>> BEGIN Items
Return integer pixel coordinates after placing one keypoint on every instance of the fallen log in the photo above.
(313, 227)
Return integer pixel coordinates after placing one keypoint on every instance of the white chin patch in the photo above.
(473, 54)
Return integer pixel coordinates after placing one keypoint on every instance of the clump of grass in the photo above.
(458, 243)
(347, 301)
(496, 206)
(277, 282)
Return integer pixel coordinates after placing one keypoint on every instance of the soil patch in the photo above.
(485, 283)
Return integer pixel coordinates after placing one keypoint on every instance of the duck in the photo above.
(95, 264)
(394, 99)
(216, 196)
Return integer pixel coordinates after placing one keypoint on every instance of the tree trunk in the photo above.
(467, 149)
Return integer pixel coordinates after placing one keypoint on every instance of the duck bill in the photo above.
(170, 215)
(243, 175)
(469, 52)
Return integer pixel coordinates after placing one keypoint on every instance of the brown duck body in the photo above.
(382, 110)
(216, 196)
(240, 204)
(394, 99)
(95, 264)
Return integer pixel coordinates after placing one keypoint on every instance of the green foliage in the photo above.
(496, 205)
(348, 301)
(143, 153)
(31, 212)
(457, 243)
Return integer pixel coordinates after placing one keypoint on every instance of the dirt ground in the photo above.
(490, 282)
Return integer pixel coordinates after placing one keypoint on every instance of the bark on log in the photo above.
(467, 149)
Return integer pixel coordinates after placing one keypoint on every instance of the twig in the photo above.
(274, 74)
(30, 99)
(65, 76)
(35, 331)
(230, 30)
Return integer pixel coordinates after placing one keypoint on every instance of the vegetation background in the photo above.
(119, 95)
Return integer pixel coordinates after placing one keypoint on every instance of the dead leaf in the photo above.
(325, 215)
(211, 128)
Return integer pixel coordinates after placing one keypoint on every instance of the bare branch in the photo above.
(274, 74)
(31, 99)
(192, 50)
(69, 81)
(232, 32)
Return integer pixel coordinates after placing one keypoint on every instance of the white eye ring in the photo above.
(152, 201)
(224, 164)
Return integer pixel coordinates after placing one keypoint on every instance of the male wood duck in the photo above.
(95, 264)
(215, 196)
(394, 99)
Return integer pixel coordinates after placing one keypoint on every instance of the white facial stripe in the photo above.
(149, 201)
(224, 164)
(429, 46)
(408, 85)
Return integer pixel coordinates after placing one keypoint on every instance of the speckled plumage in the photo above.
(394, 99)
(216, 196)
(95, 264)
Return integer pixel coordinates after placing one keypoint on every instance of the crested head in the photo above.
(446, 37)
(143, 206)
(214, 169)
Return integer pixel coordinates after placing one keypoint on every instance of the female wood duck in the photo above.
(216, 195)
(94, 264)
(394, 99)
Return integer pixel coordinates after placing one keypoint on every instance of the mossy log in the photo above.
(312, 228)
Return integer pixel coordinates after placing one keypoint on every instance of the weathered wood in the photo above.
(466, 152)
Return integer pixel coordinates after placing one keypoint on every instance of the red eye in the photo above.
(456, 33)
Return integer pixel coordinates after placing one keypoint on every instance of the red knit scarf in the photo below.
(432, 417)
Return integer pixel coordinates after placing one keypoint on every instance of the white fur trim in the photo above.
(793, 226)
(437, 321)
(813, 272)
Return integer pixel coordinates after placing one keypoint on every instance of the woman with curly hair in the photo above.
>> END Items
# [Written exercise]
Reproduce each entry word for word.

# [Task output]
Return integer pixel coordinates after placing one keypoint on every instance of the fallen log in the photo above.
(313, 227)
Return integer pixel coordinates after placing one keypoint on every instance of the white chin patch in the photo above.
(473, 54)
Return integer pixel coordinates after placing one keypoint on every instance of the clump of grass in the photo above.
(458, 243)
(347, 301)
(496, 206)
(277, 282)
Return integer pixel coordinates after placing one keypoint on every instance of the soil patch in the photo above.
(485, 283)
Return integer pixel coordinates after placing one keypoint on every instance of the duck in the photo above.
(95, 264)
(394, 99)
(216, 196)
Return integer pixel coordinates after placing one keypoint on every instance of the tree trunk in the photo above.
(467, 149)
Return integer pixel coordinates after placing one keypoint on every instance of the duck bill in the photo above.
(170, 215)
(243, 175)
(469, 52)
Return integer pixel coordinates after placing one keypoint on every instance of the brown duck body in the photo above.
(382, 110)
(216, 196)
(240, 204)
(394, 99)
(95, 264)
Return integer pixel coordinates after placing one keypoint on every instance of the green foliage in the photo above.
(496, 205)
(348, 301)
(143, 153)
(31, 212)
(457, 243)
Return integer pixel coordinates after placing one keypoint on every instance of the dirt ground in the photo above.
(490, 282)
Return integer pixel coordinates after placing one keypoint on every instance of the bark on log in the photo above.
(467, 149)
Return integer pixel coordinates after placing one keypoint on every instance of the twig in the photo above.
(274, 74)
(30, 99)
(65, 76)
(35, 331)
(230, 30)
Return integer pixel coordinates after placing one keypoint on every instance of the vegetation background in the photo above.
(119, 95)
Return integer pixel coordinates after placing one keypoint on every instance of the dead leaf in the photo above.
(325, 215)
(211, 128)
Return integer pixel coordinates after placing one keypoint on every instance of the bare branch in the photo above.
(274, 74)
(31, 99)
(192, 50)
(69, 81)
(232, 32)
Return integer pixel coordinates after placing one keypoint on every instance of the white eye ring in the photo above.
(152, 201)
(224, 164)
Return integer pixel coordinates after placing one keypoint on every instance of the male wood duck in the photo above.
(95, 264)
(215, 196)
(394, 99)
Return integer pixel coordinates after placing one keypoint on every instance of the white facial stripe in the photo above.
(149, 201)
(224, 164)
(429, 46)
(408, 85)
Return integer pixel coordinates after placing one keypoint on every instance of the speckled plumage in the photo above.
(394, 99)
(216, 196)
(95, 264)
Return integer pixel coordinates after placing one keypoint on every instance of the crested head in the photo above.
(446, 37)
(143, 206)
(214, 169)
Return integer pixel coordinates after placing one keypoint on every instance of the female wood duck in the photo above.
(216, 195)
(94, 264)
(394, 99)
Return integer pixel coordinates after placing one keypoint on every instance of the mossy log in the photo above.
(312, 228)
Return integer pixel coordinates after placing one keypoint on every instance of the weathered wood in the photo above.
(466, 152)
Return integer pixel coordinates after placing one keypoint on every instance of the red eye in the photo above.
(456, 33)
Return integer pixel coordinates after placing one keypoint on every instance of the red knit scarf in the photo below.
(432, 417)
Return integer pixel coordinates after placing one keypoint on every instance of the white fur trim in the photo above.
(793, 226)
(437, 321)
(813, 272)
Return integer pixel coordinates after placing one keypoint on every instance of the woman with curly hair in the photo above.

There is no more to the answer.